Output the listing below, from its first line through the line containing "279;314;525;489", inclusive, as a JSON list of strings with one string per line and blank lines left out.

begin Information shown

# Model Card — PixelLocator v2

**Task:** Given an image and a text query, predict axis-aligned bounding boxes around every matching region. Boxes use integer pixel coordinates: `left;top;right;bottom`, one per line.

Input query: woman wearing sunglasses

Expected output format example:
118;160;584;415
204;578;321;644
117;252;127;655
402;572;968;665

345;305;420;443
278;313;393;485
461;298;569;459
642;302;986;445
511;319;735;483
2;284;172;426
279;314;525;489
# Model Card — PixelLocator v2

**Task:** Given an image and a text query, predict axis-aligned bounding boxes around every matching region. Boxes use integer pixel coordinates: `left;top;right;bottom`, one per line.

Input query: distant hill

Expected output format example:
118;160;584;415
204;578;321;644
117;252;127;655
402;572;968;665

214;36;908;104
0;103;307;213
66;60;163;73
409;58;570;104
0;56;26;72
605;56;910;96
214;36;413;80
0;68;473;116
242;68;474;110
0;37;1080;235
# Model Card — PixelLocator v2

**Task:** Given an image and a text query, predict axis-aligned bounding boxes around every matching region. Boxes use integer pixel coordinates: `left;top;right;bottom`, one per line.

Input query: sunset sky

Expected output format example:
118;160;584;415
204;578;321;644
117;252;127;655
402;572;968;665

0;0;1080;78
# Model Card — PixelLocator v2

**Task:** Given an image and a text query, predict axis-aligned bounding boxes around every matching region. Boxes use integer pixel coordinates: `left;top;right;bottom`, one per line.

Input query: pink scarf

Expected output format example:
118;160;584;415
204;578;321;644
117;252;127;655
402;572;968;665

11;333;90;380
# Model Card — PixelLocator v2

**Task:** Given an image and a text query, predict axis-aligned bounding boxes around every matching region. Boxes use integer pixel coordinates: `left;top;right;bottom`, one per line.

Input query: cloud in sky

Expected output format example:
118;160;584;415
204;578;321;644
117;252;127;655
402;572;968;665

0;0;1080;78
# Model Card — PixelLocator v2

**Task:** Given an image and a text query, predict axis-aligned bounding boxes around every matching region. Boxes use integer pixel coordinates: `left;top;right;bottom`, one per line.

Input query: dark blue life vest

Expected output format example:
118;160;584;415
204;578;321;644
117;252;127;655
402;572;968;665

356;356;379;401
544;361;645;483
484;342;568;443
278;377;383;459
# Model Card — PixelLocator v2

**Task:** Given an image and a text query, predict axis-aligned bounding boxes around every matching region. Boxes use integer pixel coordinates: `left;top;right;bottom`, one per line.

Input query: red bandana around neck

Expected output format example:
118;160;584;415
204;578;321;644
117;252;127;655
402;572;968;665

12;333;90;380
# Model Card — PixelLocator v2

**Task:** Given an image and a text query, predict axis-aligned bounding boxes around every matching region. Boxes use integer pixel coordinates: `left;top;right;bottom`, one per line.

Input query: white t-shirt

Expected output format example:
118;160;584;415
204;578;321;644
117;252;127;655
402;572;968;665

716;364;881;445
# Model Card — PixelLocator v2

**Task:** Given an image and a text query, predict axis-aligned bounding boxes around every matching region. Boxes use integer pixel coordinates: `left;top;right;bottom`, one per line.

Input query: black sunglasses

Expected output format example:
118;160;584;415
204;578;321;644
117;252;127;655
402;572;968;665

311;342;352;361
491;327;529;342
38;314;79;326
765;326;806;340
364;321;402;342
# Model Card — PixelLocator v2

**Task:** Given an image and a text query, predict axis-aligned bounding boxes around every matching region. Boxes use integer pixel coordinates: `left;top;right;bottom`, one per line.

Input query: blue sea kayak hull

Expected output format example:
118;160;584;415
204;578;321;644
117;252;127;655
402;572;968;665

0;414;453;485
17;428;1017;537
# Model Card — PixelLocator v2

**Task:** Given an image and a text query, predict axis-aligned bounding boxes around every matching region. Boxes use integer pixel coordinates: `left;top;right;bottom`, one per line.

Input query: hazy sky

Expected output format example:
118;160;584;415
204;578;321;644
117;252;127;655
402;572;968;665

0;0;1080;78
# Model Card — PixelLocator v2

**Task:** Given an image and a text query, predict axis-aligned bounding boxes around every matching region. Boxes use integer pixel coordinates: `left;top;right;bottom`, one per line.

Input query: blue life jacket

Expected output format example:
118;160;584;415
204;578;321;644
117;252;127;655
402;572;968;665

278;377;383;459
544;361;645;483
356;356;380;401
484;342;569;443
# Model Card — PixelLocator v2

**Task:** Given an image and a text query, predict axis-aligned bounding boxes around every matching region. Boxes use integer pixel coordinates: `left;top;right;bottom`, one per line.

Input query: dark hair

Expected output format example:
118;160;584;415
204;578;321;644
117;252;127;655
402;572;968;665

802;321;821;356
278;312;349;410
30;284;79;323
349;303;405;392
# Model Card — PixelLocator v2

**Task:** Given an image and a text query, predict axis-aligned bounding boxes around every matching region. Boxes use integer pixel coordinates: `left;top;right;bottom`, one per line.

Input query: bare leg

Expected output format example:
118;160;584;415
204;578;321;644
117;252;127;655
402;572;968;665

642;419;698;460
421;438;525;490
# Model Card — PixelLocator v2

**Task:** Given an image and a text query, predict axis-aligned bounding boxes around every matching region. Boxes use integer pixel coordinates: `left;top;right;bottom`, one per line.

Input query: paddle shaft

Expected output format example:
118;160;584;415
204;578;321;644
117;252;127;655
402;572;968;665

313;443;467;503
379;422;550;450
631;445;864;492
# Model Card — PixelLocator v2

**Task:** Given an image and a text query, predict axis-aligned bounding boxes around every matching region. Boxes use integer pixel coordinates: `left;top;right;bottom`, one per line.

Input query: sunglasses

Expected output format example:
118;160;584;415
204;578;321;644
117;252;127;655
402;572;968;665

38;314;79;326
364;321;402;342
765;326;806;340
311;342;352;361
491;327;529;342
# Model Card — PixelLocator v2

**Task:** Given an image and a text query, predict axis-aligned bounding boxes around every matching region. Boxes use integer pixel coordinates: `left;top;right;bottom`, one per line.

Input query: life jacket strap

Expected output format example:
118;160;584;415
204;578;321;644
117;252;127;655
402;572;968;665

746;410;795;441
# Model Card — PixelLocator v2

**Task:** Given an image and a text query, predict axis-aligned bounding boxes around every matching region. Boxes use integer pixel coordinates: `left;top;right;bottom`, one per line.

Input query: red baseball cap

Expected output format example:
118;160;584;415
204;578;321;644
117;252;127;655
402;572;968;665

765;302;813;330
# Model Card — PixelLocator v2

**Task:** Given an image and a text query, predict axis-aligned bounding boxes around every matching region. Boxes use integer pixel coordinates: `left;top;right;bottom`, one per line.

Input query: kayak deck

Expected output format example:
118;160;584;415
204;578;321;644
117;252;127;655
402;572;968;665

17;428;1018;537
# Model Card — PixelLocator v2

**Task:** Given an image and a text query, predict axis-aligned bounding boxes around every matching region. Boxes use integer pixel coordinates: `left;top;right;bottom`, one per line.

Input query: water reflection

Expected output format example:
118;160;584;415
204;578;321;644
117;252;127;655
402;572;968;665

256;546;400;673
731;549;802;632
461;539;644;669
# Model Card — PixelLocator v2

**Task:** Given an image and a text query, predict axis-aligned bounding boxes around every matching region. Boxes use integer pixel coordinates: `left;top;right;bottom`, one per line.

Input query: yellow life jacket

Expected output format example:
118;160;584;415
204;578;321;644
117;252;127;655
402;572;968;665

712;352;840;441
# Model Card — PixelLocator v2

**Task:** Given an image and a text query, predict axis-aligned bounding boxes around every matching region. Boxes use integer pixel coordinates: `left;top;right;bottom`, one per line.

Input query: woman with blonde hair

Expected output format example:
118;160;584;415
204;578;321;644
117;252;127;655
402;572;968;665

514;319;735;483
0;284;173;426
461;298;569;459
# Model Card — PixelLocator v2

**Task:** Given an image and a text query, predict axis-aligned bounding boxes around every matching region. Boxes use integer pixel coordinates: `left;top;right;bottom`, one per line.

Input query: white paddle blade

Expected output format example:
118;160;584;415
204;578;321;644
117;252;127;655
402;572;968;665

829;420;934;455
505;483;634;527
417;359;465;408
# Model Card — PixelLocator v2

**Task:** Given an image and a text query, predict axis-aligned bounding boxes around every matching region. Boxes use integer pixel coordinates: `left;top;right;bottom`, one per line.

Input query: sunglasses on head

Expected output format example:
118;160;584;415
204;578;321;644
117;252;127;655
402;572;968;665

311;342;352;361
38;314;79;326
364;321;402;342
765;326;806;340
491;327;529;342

end Information shown

_Reply:_
[
  "# Model Card — PixelLocator v2",
  "**Task:** Given an image and a text query, predict axis-aligned bounding boxes around every matching region. Boxes use integer pixel coordinates: `left;top;right;bottom`, one per line.",
  "Input query: woman wearing sunglasses",
  "Expected output format example:",
  "118;160;584;415",
  "204;578;321;644",
  "117;252;127;655",
  "402;572;968;665",
  "345;305;420;443",
  "278;313;393;485",
  "461;298;569;459",
  "642;302;986;445",
  "511;319;735;483",
  "2;284;172;426",
  "279;314;525;489"
]